TASKS TO COMPLETE:
[A] Reproduce the part of the derivation starting with "cancels the third" and going on through "of the third terms in (8)".
[B] For each statement below, answer yes or no according to the derivation and quote the words from it that decide the answer. (i) The first term in (8) cancels the third term in (7). (ii) Expression (10) comes from summing up the first terms in (7) and the third terms in (8). (iii) The index is shifted in the summation of the third terms in (8).

Observe [using again the second relation in (3)] that the first term in (8)

$$\begin{aligned} -\frac{j}{j+1} {\Vert x_0-T(x_{j-1})\Vert ^2}= & {} - \frac{j}{j+1} {\Vert \frac{j+1}{j}x_0-\frac{j+1}{j}x_j\Vert ^2} \nonumber \\= & {} - \frac{j+1}{j}{\Vert x_0-x_j\Vert ^2} \end{aligned}$$
(9)

cancels the third term in (7). Summing up the second terms in (8) for \(j=1,\ldots ,k\) we shift the summation index,

$$\begin{aligned} -\sum _{j=1}^k 2j\langle x_0-T(x_{j-1}) , T(x_{j-1})-x_{j-1} \rangle =\sum _{j=0}^{k-1}2(j+1)\langle x_{j}-T(x_{j}) , x_0-T(x_{j}) \rangle , \end{aligned}$$

so that summing up the second terms in (7) and in (8) for \(j=1,\ldots ,k\) results in

$$\begin{aligned}&2(k+1)\langle x_k-T(x_k) , x_k-x_0 \rangle \nonumber \\&\quad +2\sum _{j=1}^{k-1}(j+1) \langle x_j-T(x_j) , x_j-T(x_j) \rangle +2{\Vert x_0-T(x_0)\Vert ^2}. \end{aligned}$$
(10)

Shifting again the index in the summation of the third terms in (8)

$$\begin{aligned} -\sum _{j=1}^k j(j+1){\Vert x_{j-1}-T(x_{j-1})\Vert ^2}= -\sum _{j=0}^{k-1} (j+1)(j+2){\Vert x_{j}-T(x_{j})\Vert ^2} \end{aligned}$$

and summing up the first terms in (7) and the third terms in (8) for \(j=1,\ldots ,k\) gives

$$\begin{aligned} k(k+1){\Vert x_{k}-T(x_{k})\Vert ^2}-2\sum _{j=1}^{k-1}(j+1){\Vert x_j-T(x_j)\Vert ^2}-2{\Vert x_0-T(x_0)\Vert ^2} \end{aligned}$$
(11)

DATA EXTRACT:
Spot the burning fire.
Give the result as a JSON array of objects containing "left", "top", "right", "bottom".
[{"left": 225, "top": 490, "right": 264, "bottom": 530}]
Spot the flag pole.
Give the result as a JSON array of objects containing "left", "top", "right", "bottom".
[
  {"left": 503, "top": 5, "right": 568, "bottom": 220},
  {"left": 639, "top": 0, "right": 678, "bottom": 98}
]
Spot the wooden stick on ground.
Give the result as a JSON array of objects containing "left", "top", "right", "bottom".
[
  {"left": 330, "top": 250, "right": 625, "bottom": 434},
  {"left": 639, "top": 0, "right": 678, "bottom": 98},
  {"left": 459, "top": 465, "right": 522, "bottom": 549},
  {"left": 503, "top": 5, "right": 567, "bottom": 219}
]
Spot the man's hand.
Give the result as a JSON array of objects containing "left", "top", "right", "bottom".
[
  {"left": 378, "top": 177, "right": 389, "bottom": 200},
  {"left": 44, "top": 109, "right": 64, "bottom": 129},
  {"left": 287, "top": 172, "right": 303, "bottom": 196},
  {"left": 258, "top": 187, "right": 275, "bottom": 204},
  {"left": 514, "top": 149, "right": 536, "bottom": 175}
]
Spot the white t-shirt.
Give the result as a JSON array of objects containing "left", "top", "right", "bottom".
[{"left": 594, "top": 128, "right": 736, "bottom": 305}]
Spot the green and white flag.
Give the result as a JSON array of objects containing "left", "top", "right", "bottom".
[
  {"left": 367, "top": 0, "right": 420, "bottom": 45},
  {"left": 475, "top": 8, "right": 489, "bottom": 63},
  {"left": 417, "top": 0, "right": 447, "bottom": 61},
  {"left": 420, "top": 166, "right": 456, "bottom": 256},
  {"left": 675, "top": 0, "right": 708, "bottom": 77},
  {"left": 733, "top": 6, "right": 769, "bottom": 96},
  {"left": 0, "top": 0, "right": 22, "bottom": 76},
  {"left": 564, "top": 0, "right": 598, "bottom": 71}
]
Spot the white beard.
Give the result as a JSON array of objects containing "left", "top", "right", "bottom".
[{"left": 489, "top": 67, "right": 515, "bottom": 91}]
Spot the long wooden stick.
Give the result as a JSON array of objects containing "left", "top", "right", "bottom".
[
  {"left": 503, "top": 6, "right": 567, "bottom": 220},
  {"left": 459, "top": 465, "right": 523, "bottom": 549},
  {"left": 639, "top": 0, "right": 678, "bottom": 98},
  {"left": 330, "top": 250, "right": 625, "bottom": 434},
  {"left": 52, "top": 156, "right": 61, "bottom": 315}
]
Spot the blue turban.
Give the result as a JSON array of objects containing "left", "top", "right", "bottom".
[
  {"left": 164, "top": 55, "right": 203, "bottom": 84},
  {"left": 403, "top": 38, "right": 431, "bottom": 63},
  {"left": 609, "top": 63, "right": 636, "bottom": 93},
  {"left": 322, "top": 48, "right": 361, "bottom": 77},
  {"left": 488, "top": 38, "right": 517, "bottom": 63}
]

ANSWERS BELOW:
[A]
cancels the third term in (7). Summing up the second terms in (8) for \(j=1,\ldots ,k\) we shift the summation index,

$$\begin{aligned} -\sum _{j=1}^k 2j\langle x_0-T(x_{j-1}) , T(x_{j-1})-x_{j-1} \rangle =\sum _{j=0}^{k-1}2(j+1)\langle x_{j}-T(x_{j}) , x_0-T(x_{j}) \rangle , \end{aligned}$$

so that summing up the second terms in (7) and in (8) for \(j=1,\ldots ,k\) results in

$$\begin{aligned}&2(k+1)\langle x_k-T(x_k) , x_k-x_0 \rangle \nonumber \\&\quad +2\sum _{j=1}^{k-1}(j+1) \langle x_j-T(x_j) , x_j-T(x_j) \rangle +2{\Vert x_0-T(x_0)\Vert ^2}. \end{aligned}$$
(10)

Shifting again the index in the summation of the third terms in (8)

[B]
(i) Yes: "cancels the third term in (7)"
(ii) No: "summing up the second terms in (7) and in (8)"
(iii) Yes: "Shifting again the index in the summation of the third terms in (8)"